EXERCISE DETAILS. All of the material below is to be retyped exactly.
BEGIN MATERIAL SUPPLIED
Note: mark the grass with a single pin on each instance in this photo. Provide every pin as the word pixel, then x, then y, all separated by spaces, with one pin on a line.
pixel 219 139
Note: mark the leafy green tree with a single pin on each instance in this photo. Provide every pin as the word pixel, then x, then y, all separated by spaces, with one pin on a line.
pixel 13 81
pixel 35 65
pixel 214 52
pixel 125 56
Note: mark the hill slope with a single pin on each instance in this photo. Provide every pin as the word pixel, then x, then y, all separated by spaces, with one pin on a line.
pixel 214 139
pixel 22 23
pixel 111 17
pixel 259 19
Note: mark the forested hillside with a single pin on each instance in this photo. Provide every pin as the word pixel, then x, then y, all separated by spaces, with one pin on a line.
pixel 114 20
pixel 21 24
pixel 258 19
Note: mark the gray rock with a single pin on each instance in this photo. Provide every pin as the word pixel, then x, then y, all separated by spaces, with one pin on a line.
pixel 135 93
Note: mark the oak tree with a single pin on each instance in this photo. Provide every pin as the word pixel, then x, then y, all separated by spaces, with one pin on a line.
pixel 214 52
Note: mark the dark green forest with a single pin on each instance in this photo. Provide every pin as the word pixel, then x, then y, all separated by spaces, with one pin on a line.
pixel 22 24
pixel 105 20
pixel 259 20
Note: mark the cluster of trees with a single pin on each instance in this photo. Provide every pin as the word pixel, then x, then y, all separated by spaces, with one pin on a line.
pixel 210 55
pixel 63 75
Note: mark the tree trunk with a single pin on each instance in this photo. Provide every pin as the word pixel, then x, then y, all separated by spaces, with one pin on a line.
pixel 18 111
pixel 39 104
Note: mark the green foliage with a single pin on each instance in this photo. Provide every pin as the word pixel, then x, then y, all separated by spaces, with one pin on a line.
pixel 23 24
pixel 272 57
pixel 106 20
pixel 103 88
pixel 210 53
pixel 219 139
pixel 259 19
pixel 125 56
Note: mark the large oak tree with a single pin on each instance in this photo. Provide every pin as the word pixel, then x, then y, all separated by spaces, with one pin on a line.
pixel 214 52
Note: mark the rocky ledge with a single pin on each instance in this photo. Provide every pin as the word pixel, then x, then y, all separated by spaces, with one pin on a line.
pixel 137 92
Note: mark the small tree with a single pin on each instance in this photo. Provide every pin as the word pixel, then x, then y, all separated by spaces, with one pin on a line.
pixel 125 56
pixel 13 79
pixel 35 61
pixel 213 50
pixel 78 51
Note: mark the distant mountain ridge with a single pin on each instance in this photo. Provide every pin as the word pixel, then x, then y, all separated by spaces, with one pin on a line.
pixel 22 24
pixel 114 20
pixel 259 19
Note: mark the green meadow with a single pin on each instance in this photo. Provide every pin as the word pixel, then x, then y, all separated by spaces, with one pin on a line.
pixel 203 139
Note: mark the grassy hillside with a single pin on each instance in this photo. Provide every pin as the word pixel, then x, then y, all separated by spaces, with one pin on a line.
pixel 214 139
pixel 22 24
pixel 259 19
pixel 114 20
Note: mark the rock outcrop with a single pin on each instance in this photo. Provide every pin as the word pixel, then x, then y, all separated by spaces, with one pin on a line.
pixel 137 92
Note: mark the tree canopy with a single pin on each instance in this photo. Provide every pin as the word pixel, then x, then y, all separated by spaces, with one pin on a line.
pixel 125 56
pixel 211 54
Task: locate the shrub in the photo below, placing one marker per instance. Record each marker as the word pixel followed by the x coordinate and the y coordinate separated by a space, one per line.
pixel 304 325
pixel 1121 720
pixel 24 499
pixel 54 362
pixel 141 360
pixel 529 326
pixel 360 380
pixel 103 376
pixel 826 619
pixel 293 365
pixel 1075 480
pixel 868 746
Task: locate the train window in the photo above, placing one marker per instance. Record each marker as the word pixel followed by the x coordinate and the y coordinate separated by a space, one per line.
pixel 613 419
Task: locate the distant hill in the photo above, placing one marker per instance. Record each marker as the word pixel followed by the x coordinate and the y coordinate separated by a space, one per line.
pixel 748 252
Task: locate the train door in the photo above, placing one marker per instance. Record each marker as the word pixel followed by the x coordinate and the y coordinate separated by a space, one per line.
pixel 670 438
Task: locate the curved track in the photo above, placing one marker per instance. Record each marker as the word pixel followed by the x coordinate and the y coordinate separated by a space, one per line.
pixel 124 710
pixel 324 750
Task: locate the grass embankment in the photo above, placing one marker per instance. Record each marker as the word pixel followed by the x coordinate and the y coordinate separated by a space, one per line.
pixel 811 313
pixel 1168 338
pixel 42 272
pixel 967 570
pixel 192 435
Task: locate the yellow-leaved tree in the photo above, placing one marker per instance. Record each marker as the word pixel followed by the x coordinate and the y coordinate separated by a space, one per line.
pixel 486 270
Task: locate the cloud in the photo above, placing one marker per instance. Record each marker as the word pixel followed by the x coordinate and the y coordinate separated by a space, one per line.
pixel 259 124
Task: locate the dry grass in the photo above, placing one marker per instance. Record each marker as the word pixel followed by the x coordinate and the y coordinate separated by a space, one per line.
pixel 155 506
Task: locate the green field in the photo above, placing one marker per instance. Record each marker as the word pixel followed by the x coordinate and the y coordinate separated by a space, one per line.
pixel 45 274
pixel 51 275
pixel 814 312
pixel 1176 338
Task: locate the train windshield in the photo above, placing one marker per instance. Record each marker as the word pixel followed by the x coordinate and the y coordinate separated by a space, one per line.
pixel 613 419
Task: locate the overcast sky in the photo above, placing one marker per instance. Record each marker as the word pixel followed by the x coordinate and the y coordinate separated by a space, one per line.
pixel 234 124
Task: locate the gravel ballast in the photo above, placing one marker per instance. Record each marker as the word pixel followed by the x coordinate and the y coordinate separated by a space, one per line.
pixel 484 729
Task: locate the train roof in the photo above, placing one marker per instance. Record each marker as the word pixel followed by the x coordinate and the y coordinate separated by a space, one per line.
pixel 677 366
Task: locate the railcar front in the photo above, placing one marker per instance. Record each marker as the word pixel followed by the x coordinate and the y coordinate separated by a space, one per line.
END MATERIAL SUPPLIED
EXERCISE RESULT.
Note: mark the grass with a single pin on each instance in this photo. Provide every pin as the word pixel, then x, then y, all separated by spaces, with one pin on a line.
pixel 219 139
Note: mark the leafy green tree with a single pin on each instance in this photo. Provide every pin as the word pixel, then x, then y, all separated by spaces, with one pin on a line.
pixel 13 81
pixel 35 65
pixel 214 52
pixel 125 56
Note: mark the hill slope with a single pin on each instance in this photo. Provide every pin as the word pixel, then x, then y, all separated by spaces, with one pin on a line.
pixel 214 139
pixel 22 23
pixel 111 17
pixel 259 19
Note: mark the forested hillside with a single pin on each instance in this photo. Provide every pin as the word pixel, then x, then y, all separated by spaces, with one pin on a line.
pixel 114 20
pixel 21 24
pixel 258 19
Note: mark the gray rock with a single pin on each instance in this photo. Provide every pin as the word pixel, then x, then y, all separated by spaces, with one pin on a line.
pixel 135 93
Note: mark the oak tree with a single pin on each instance in this photo. Provide every pin as the word pixel, then x, then y, all separated by spaces, with one pin on a line.
pixel 214 52
Note: mark the dark green forest with a single pin on each instance in this photo. Provide every pin as the word pixel, then x, then y, all separated by spaces, with one pin on a line.
pixel 22 24
pixel 105 20
pixel 259 20
Note: mark the cluster of trees with a single pin on each instance in this photo. Provide every pin as the word pixel, then x, then y, all separated by spaces, with one pin on a line.
pixel 210 55
pixel 63 75
Note: mark the tree trunk with a single pin on each instance in this photo. Provide every pin as the word pixel, then x, then y, all separated by spaces, with one pin on a line.
pixel 18 111
pixel 39 104
Note: mark the green foliage with a single pin on each instance in this photo. Provide every pin as the word pixel, then x, then y, all separated by spaces, with one pin on a line.
pixel 23 24
pixel 272 57
pixel 106 20
pixel 103 88
pixel 210 53
pixel 219 139
pixel 259 19
pixel 125 56
Note: mark the large oak tree with a single pin on each instance in this photo. Provide every pin as the word pixel, then x, then y, all separated by spaces, with one pin on a line.
pixel 214 52
Note: mark the rocky ledge with a single pin on each instance in this photo. Provide every pin as the word pixel, then x, then y, all separated by spaces, with one pin on a line.
pixel 137 92
Note: mark the small tree with a single pin on each instance in this photo. Provide every pin as the word pixel, then x, then y, all separated by spaces, with one pin on a line.
pixel 125 56
pixel 13 79
pixel 35 61
pixel 213 50
pixel 78 51
Note: mark the distant mountain ridge with a single pin on each instance in this photo. Provide every pin as the word pixel, then x, then y, all separated by spaces, with one pin on a line.
pixel 22 24
pixel 114 20
pixel 259 19
Note: mark the green meadow with a single pin on each instance in this photo. Provide every pin as the word pixel, then x, then y, all separated by spaces, with one pin on a line.
pixel 203 139
Note: mark the grassy hillside with a single pin on each instance in this photo. Provide every pin as the word pixel, then x, then y, all separated by spaces, with one pin on a line.
pixel 214 139
pixel 22 24
pixel 259 19
pixel 114 20
Note: mark the rock outcrop with a single pin on each instance in this photo. Provide every pin as the word pixel, then x, then y, all separated by spaces, with one pin on a line.
pixel 137 92
Note: mark the tree canopy with a single pin on each instance in this photo. Provide every pin as the word pixel, then x, then y, all separated by spaces, with one pin on a line.
pixel 125 56
pixel 211 54
Task: locate the shrub in the photo below, placing one marker per instance. Record each marker as the word pixel followed by the x coordinate and the y coordinate separated by a space, one per line.
pixel 304 325
pixel 1121 720
pixel 24 499
pixel 54 362
pixel 141 360
pixel 529 326
pixel 360 380
pixel 103 376
pixel 826 619
pixel 293 365
pixel 1075 480
pixel 868 746
Task: locate the train window in the photo above, placing one marker per instance. Record each marker as the word pixel followed by the x coordinate and the y coordinate separated by a space, one per line.
pixel 613 419
Task: locate the distant hill in the photo above, placing one marker per instance. Record each marker as the word pixel followed by the x coordinate and the y coordinate separated by a space, one per line.
pixel 748 252
Task: locate the train door in the photo above, placing one marker per instance. Record each marker as the word pixel followed by the x coordinate and the y coordinate separated by a space, one per line.
pixel 670 438
Task: locate the curved track in the photo above, placing one marker per instance. Record each marker as the word pixel followed by the x coordinate and the y coordinate separated by a space, one per line.
pixel 124 710
pixel 324 750
Task: locate the grass embankment in the photo above, placing one marker per instance. Record each marker as the word pixel followed by the x coordinate and the y coordinate separated by a space, one per line.
pixel 811 313
pixel 1168 338
pixel 42 272
pixel 967 570
pixel 192 435
Task: locate the yellow-leaved tree in the photo above, placing one marker per instance. Record each marker as the word pixel followed by the x coordinate and the y coordinate separated by a space, one per line.
pixel 486 270
Task: locate the cloud in the photo above, placing one marker per instance. Record each marker as the word pixel followed by the x coordinate and the y coordinate separated by a space, one per line.
pixel 259 124
Task: locate the dry grass in the photo above, placing one marker per instance. Record each marker as the word pixel followed by the x coordinate and the y coordinate separated by a space, one per line.
pixel 155 506
Task: locate the green field in the photo above, placing one marker per instance. Record each marker as the word pixel followed by the x coordinate and the y coordinate separated by a space, one per line.
pixel 45 274
pixel 51 275
pixel 814 312
pixel 1176 338
Task: locate the train windshield in the photo above, placing one marker per instance. Record each marker as the word pixel followed by the x coordinate and the y coordinate separated by a space, one per line.
pixel 613 419
Task: locate the overcast sky in the photo above, placing one marker per instance. Record each marker as the word pixel followed by the x coordinate and the y coordinate separated by a space, one per line.
pixel 234 124
Task: locate the gravel ballast in the photo above, placing one marker per instance. Record each marker as the word pixel followed by the x coordinate and the y coordinate separated by a space, one per line.
pixel 484 729
Task: locate the train roof in the photo above, placing one marker per instance. Record each marker as the word pixel followed by the x coordinate and the y coordinate separated by a space, one per line.
pixel 677 366
Task: locate the railcar front in the photo above, placing one marker per instance. Record each marker as the word pixel followed by the x coordinate and the y coordinate separated by a space, one per line.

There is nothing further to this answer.